Required task » Retype the lines of the listing below, from the line containing "Where can the red gabled" through the line containing "[1414, 312]", both included.

--- BEGIN ---

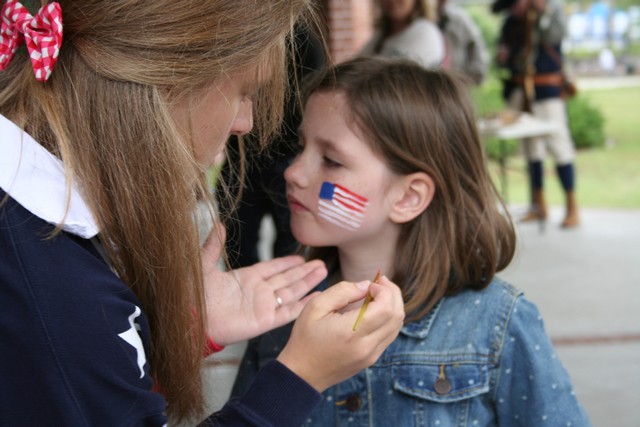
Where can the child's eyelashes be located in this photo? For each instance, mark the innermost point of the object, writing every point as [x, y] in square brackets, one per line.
[329, 162]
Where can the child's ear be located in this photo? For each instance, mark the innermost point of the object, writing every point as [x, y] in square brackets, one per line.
[415, 192]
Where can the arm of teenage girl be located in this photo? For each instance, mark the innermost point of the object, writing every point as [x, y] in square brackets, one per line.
[323, 350]
[533, 387]
[260, 298]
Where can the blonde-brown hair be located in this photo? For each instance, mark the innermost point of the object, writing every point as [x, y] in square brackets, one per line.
[105, 112]
[422, 120]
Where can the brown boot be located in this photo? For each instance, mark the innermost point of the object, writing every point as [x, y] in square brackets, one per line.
[538, 209]
[571, 219]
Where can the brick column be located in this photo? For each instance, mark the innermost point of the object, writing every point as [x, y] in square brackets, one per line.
[350, 26]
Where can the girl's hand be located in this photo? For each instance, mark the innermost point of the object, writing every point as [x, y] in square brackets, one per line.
[249, 301]
[323, 348]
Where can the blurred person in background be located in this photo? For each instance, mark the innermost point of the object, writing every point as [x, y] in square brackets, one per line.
[466, 49]
[408, 28]
[529, 47]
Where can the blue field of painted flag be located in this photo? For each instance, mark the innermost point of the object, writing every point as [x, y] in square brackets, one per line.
[341, 206]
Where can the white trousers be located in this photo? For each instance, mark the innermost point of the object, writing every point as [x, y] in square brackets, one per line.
[559, 144]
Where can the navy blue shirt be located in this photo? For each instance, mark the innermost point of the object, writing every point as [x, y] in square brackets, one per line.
[73, 336]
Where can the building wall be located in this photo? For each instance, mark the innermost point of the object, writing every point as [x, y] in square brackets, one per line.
[350, 25]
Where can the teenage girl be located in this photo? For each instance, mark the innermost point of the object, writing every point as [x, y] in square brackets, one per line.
[110, 113]
[391, 176]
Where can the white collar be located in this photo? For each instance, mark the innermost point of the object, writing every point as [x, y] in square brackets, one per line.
[35, 178]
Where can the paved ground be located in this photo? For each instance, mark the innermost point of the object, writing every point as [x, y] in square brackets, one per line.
[586, 283]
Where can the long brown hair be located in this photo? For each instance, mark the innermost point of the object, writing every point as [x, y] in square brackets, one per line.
[105, 112]
[422, 120]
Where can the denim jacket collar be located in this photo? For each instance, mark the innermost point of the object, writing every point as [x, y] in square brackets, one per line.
[420, 328]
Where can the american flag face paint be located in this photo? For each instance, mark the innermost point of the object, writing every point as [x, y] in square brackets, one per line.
[341, 206]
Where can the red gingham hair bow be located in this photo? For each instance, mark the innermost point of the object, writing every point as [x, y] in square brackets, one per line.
[42, 34]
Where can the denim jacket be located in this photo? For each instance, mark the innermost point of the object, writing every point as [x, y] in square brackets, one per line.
[478, 358]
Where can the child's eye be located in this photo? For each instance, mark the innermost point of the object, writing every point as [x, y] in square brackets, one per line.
[330, 162]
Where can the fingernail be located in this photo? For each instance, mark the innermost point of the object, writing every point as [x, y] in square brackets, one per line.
[364, 285]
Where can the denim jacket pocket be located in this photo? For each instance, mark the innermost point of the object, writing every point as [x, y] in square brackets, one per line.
[442, 383]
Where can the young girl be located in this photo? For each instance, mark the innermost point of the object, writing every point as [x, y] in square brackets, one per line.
[391, 176]
[110, 112]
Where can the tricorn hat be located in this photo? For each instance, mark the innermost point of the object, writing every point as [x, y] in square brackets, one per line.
[500, 5]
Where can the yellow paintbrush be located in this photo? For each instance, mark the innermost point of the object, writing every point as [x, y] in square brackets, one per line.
[367, 299]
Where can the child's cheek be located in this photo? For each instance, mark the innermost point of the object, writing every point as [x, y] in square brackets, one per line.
[341, 206]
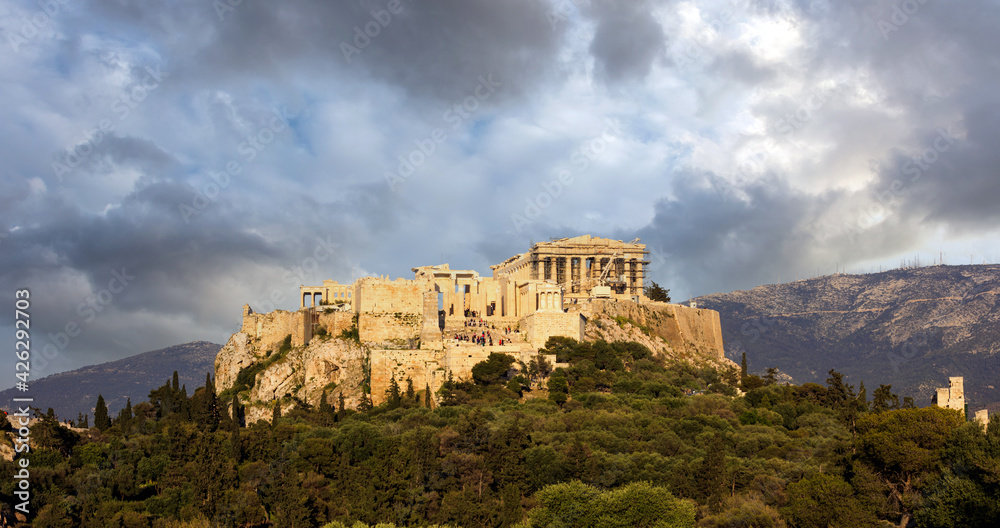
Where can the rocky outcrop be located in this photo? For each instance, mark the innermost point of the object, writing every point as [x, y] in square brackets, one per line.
[685, 333]
[331, 364]
[911, 328]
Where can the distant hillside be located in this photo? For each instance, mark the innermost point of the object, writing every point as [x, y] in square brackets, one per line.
[70, 393]
[912, 328]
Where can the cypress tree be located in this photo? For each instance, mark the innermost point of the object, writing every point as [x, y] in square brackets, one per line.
[409, 390]
[101, 419]
[393, 393]
[743, 370]
[212, 402]
[324, 405]
[125, 415]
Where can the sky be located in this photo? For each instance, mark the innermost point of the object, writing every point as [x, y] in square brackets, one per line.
[167, 162]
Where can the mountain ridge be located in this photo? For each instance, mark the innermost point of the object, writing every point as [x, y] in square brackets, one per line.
[911, 328]
[72, 392]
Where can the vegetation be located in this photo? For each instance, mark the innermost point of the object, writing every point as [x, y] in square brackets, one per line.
[618, 438]
[655, 292]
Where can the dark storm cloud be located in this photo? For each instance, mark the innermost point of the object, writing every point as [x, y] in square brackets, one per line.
[717, 236]
[432, 49]
[628, 40]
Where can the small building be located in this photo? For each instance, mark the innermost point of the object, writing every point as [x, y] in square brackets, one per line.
[952, 397]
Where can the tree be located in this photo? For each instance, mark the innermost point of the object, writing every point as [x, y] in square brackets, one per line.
[392, 394]
[655, 292]
[824, 500]
[558, 388]
[493, 370]
[101, 419]
[884, 400]
[743, 371]
[838, 392]
[125, 415]
[410, 394]
[324, 406]
[639, 504]
[904, 449]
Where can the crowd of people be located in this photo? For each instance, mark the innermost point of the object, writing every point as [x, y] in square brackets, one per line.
[484, 337]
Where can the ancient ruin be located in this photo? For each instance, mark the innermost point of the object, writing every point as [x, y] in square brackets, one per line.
[953, 396]
[443, 321]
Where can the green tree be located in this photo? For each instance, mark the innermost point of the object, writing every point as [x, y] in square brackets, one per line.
[883, 399]
[558, 388]
[904, 448]
[655, 292]
[125, 415]
[324, 406]
[410, 394]
[493, 370]
[637, 505]
[743, 371]
[101, 419]
[826, 501]
[392, 395]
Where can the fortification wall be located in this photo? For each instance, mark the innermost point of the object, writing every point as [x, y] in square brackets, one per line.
[267, 331]
[335, 322]
[384, 296]
[431, 367]
[384, 327]
[421, 366]
[697, 331]
[540, 326]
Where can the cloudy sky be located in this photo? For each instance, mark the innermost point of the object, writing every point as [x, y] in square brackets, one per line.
[166, 162]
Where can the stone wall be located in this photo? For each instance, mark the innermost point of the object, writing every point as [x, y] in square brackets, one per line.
[376, 295]
[431, 367]
[540, 326]
[270, 329]
[388, 327]
[693, 331]
[335, 322]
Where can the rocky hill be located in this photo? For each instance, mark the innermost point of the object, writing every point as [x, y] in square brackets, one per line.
[912, 328]
[74, 392]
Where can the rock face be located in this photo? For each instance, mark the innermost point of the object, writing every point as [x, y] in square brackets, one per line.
[277, 373]
[672, 331]
[331, 364]
[911, 328]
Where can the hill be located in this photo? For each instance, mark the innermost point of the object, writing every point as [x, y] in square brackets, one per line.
[74, 392]
[912, 328]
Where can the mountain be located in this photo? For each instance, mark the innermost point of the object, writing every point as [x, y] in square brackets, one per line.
[73, 392]
[911, 328]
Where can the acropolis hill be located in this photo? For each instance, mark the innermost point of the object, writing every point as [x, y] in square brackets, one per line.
[424, 329]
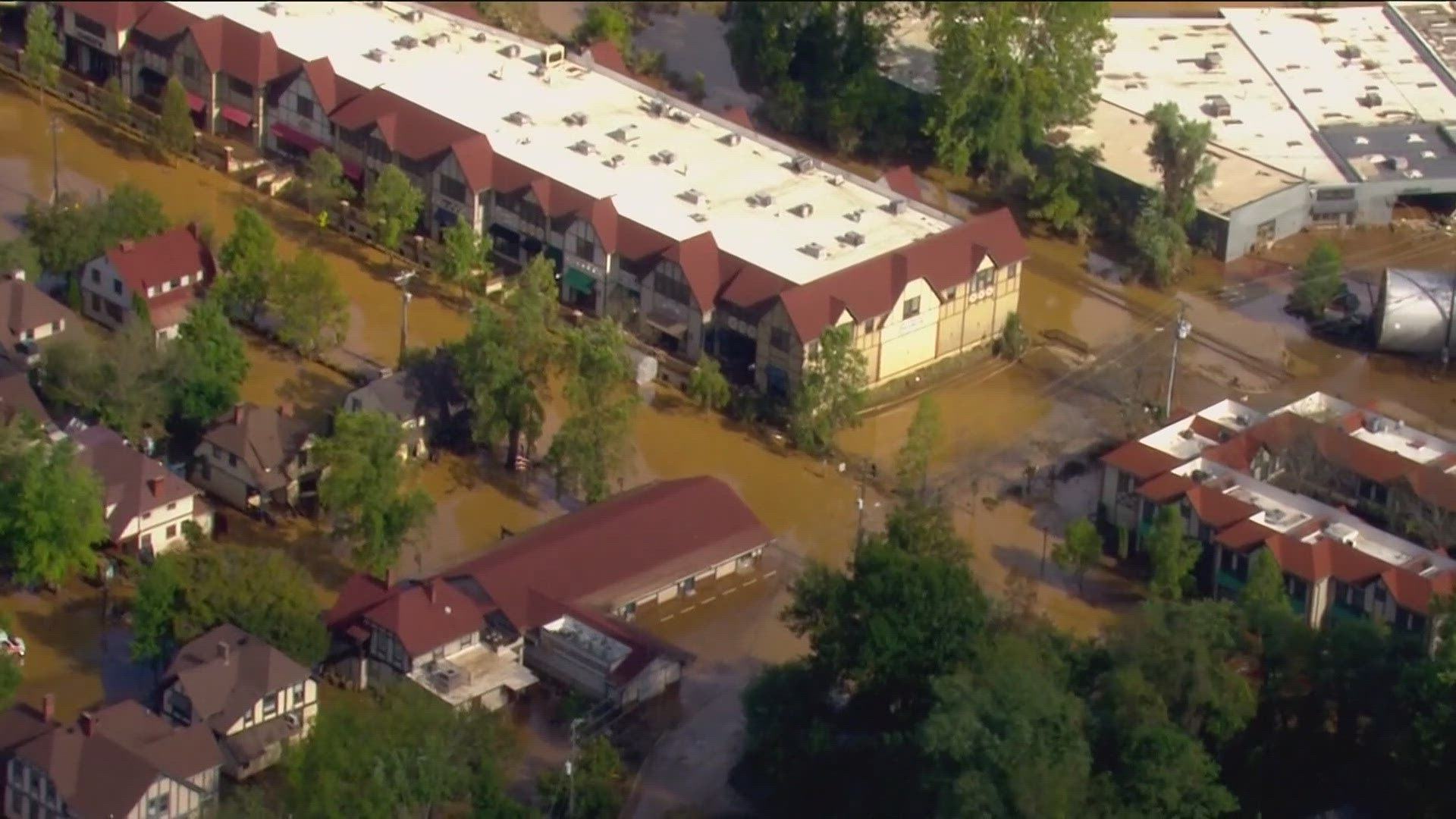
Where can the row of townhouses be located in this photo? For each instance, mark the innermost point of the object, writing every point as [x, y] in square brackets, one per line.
[229, 704]
[1318, 483]
[691, 228]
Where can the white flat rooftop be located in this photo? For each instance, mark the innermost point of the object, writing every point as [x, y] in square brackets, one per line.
[476, 85]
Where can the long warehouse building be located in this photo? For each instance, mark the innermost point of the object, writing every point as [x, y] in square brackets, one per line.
[691, 228]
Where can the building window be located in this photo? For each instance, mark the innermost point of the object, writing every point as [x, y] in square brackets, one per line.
[91, 27]
[780, 338]
[453, 188]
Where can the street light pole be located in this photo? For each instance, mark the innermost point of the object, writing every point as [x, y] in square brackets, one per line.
[402, 280]
[1181, 331]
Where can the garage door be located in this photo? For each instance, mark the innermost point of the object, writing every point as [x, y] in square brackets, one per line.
[913, 346]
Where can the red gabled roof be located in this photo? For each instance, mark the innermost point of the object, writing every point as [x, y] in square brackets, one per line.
[1141, 461]
[871, 287]
[902, 180]
[165, 257]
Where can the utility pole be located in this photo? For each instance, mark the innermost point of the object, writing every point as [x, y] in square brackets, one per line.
[402, 280]
[1181, 331]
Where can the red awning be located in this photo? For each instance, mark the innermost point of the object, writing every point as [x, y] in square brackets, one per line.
[237, 117]
[296, 137]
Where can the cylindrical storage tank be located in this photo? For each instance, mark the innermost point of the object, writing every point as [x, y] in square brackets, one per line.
[1414, 312]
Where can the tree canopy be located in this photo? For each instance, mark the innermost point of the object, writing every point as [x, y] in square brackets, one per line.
[261, 591]
[830, 391]
[364, 488]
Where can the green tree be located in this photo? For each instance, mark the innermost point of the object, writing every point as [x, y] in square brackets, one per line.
[830, 391]
[1172, 551]
[463, 257]
[209, 365]
[324, 181]
[19, 254]
[599, 789]
[114, 104]
[41, 60]
[593, 444]
[248, 257]
[308, 303]
[364, 488]
[392, 205]
[1079, 550]
[506, 359]
[707, 385]
[175, 129]
[1006, 74]
[922, 439]
[606, 22]
[261, 591]
[50, 507]
[1009, 736]
[1012, 343]
[1320, 280]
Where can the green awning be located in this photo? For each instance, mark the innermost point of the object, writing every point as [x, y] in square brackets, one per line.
[580, 280]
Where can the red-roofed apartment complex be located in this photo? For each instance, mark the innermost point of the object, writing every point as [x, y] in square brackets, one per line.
[695, 231]
[555, 601]
[166, 271]
[1242, 482]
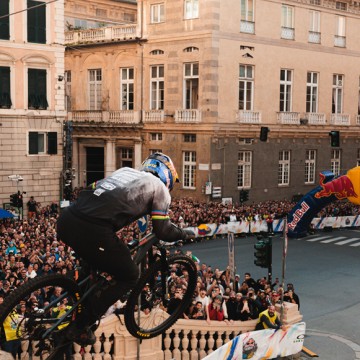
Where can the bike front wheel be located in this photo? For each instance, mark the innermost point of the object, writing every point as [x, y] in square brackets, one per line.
[156, 301]
[36, 312]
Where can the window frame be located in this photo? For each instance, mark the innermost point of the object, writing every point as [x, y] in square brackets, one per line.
[191, 9]
[310, 166]
[127, 88]
[95, 101]
[248, 86]
[189, 170]
[49, 142]
[284, 168]
[157, 13]
[244, 169]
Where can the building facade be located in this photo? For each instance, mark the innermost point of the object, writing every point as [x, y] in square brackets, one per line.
[31, 98]
[201, 80]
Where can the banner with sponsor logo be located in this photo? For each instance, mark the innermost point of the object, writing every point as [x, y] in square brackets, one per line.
[262, 344]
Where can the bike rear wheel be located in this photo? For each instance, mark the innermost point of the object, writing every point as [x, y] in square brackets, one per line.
[146, 324]
[31, 311]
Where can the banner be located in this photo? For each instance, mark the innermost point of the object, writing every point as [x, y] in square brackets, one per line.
[262, 344]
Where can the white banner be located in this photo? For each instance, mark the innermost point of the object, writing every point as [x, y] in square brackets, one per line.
[262, 344]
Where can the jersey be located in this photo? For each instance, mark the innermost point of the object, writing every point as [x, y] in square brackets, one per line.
[125, 196]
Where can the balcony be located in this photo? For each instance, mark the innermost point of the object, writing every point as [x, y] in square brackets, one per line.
[153, 116]
[189, 116]
[105, 34]
[339, 41]
[315, 118]
[287, 33]
[121, 117]
[289, 118]
[248, 117]
[314, 37]
[247, 27]
[340, 119]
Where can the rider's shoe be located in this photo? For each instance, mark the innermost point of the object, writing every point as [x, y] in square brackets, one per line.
[82, 336]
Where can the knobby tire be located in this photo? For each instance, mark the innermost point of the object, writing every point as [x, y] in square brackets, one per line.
[131, 314]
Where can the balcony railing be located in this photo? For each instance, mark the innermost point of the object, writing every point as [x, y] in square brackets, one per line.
[291, 118]
[315, 118]
[151, 116]
[120, 32]
[340, 119]
[314, 37]
[248, 117]
[287, 33]
[247, 27]
[188, 116]
[99, 116]
[339, 41]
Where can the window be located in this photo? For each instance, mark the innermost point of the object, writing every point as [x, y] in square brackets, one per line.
[314, 30]
[246, 87]
[310, 165]
[244, 169]
[189, 137]
[340, 39]
[337, 94]
[157, 13]
[4, 20]
[156, 136]
[285, 90]
[312, 92]
[37, 93]
[126, 157]
[127, 88]
[340, 6]
[191, 9]
[247, 10]
[36, 22]
[189, 169]
[5, 99]
[157, 92]
[284, 168]
[42, 143]
[95, 89]
[191, 85]
[68, 90]
[335, 162]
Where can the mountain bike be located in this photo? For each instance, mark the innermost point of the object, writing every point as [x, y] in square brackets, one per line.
[53, 301]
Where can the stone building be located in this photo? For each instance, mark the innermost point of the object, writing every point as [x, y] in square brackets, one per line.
[200, 80]
[31, 98]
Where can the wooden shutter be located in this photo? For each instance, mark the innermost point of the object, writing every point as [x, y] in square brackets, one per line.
[33, 142]
[4, 21]
[36, 22]
[52, 142]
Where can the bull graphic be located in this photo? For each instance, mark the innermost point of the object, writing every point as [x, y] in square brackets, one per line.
[341, 188]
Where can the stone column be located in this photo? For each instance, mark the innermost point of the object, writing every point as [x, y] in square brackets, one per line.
[110, 157]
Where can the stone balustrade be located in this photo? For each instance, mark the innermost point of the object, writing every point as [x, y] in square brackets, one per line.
[186, 340]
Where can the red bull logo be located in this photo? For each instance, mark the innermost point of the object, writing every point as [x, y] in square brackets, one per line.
[340, 187]
[297, 216]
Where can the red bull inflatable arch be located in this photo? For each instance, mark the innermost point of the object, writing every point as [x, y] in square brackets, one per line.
[331, 188]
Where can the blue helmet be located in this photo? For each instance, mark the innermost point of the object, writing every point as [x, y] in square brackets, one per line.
[161, 166]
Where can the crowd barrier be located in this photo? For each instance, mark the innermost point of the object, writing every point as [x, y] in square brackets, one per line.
[253, 227]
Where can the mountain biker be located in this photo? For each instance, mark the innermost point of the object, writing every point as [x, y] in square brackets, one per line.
[89, 227]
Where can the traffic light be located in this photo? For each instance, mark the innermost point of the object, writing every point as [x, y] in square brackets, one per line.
[263, 133]
[335, 138]
[263, 253]
[244, 195]
[13, 199]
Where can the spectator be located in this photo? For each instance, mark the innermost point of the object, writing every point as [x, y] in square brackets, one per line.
[32, 208]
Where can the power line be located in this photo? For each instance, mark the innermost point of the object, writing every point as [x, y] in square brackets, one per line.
[30, 8]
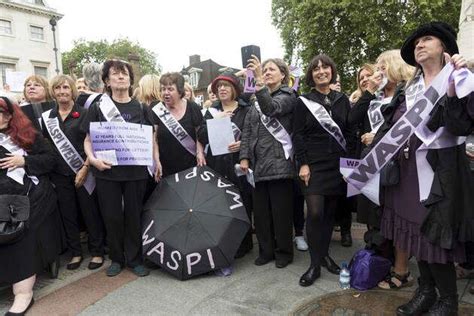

--- END ---

Result of this task »
Where can the red gabled roof be located in this photo? For each instance, mark the innermost point of the object, writing every point as [x, y] in square brackets, one per line.
[1141, 461]
[871, 287]
[902, 180]
[165, 257]
Where can the utility pole be located in this photo? For each instance, mark the innermost point of the object, writing every point as [x, y] in square brackets, one per line.
[402, 280]
[1181, 331]
Where can the red awning be located in this photo? For each instance, mark the innermost point of the object, writing every point as [x, y] in square brackets, one per line.
[237, 117]
[296, 137]
Where can the cylindrical storage tank be located in this photo? For each instance, mark the innermost point of the object, writing every point as [x, y] in square brackets, one per line.
[1414, 312]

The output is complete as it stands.